Instructions to follow ->
Exact copies of all the records are the expected output.

Data excerpts ->
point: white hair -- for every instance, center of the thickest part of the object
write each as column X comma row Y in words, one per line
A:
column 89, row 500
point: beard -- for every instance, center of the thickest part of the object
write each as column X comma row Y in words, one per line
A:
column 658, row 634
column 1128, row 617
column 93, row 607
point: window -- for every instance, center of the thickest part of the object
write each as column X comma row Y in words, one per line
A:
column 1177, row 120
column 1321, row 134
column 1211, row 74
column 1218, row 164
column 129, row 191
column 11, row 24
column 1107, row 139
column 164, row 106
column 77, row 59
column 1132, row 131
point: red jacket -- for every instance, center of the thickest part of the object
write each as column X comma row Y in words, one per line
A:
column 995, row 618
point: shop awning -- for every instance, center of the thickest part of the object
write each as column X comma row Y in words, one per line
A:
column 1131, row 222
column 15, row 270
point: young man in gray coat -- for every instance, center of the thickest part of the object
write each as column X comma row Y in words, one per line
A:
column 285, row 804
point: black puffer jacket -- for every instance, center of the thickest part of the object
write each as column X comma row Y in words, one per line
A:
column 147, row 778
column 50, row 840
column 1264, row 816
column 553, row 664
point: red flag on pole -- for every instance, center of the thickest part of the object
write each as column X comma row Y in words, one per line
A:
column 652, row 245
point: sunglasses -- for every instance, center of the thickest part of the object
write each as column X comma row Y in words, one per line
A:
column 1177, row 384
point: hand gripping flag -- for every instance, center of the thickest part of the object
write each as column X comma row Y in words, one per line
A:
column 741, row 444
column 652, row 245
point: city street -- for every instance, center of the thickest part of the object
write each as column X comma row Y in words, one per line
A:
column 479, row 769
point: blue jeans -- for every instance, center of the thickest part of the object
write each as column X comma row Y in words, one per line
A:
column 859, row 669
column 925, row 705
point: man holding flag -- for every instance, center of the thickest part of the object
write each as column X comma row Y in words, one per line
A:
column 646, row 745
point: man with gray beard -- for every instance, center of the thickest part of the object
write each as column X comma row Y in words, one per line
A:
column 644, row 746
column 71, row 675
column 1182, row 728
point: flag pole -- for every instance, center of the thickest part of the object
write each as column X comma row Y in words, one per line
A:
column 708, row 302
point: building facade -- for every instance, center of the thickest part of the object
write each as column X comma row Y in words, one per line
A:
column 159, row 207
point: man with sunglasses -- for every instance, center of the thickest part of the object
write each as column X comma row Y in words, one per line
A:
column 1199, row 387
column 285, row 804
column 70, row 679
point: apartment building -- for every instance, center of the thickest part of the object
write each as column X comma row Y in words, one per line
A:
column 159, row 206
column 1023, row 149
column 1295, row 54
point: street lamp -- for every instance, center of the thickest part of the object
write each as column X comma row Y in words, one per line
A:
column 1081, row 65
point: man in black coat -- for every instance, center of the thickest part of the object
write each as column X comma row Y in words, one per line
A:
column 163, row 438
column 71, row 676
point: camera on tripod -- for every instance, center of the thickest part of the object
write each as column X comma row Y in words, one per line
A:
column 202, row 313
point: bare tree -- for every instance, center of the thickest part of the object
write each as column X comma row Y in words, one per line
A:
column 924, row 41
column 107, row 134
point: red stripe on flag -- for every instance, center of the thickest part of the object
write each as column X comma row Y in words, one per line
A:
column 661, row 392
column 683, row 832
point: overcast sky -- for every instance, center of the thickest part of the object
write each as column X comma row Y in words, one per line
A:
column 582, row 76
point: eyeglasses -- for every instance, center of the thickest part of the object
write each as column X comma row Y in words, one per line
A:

Output of the exercise ->
point: white hair -- for every instance, center of the thickest part of the object
write each as column X comma row Y in words, one per line
A:
column 89, row 500
point: beard -- for every instance, center of the thickest part of the object
write each as column X comma row Y in words, one per line
A:
column 658, row 634
column 1128, row 617
column 93, row 607
point: window -- for every instance, center of the thickest part of the object
write each as column X comma row Y in words, one per line
A:
column 1177, row 120
column 1321, row 134
column 1211, row 74
column 1218, row 164
column 129, row 191
column 11, row 24
column 1107, row 139
column 164, row 106
column 77, row 59
column 1132, row 131
point: red jacket -- for every instance, center of the thickest part of the object
write each as column X comma row Y in words, one per line
A:
column 995, row 618
point: shop awning -- for every instance, center of the thickest part of the object
write each as column X comma row Y in words, one per line
A:
column 1131, row 222
column 15, row 270
point: young man in gray coat -- for every instance, center of the thickest part of the object
write each as column X comma row Y in words, one per line
A:
column 285, row 804
point: black puffer jacket -- for every instance, center of the thickest part of the object
write each as column X comma row Y in words, one per line
A:
column 147, row 778
column 50, row 840
column 1264, row 816
column 553, row 664
point: red flag on pole -- for every instance, center of the thickest part of the object
write each as column X comma row Y in words, one per line
A:
column 652, row 245
point: sunglasses -- for every instance, center of the thickest part of the object
write each as column X comma row Y in words, one per line
A:
column 1177, row 384
point: hand gripping flag -- for every instance, center of the thickest part of the object
write each as column X comma row Y in words, one per line
A:
column 741, row 444
column 652, row 245
point: city street -- for every instance, center of the thickest part of the object
write each as column X comma row Y in words, one per line
A:
column 479, row 769
point: blue jeans -- for every instance, center of the thickest part of the object
write each as column X comma row Y in words, one per line
A:
column 859, row 669
column 925, row 705
point: man holding flag -- for every instance, center of the thickest part of the object
write each as column X comma row Y in words, one per line
A:
column 646, row 745
point: man with gray beard -- for every instance, center of the thickest part of the object
write each as column X comma row Y in words, one per line
A:
column 644, row 746
column 71, row 675
column 1182, row 728
point: flag pole -- for every instance, center of the thickest part of the object
write each as column X comma row Y in words, one per line
A:
column 708, row 302
point: building facade -- for every instance, center of the thickest part of the object
write each as column X comma row Y in words, one per line
A:
column 159, row 207
point: man with sunglasses -- for every instance, center of the thickest part of the object
write each as column X comma row Y in words, one per line
A:
column 1199, row 387
column 285, row 804
column 70, row 679
point: apartment building -- for every instance, center of the thickest part of the object
write each as column X comma row Y in words, one per line
A:
column 159, row 206
column 1023, row 149
column 1295, row 54
point: street lamp -- for every instance, center of the thickest part of the object
write each as column X comma row Y in words, one per line
A:
column 1081, row 65
point: man in black coat -- for every instance, center of the thickest part of the object
write each as column X comma row Y in words, one per line
A:
column 163, row 438
column 71, row 676
point: camera on tripod -- for every instance, center of the thickest part of the object
write each as column X comma row Y in words, one per line
A:
column 202, row 313
point: bare tree -- for every instance, center of the thickest part of the object
write each as column X comma row Y in words, one per line
A:
column 924, row 41
column 107, row 134
point: red stripe on flag -- for every instance, center of the thickest part of the object
write each as column X comma row Y in words, one per line
A:
column 661, row 392
column 683, row 832
point: overcast sky -- for every instance, center of the thickest part of the object
write each as column X comma row Y in words, one per line
A:
column 582, row 76
point: eyeglasses -- for every instance, center of the thickest part of the object
write each as column X comma row Y in words, one per line
A:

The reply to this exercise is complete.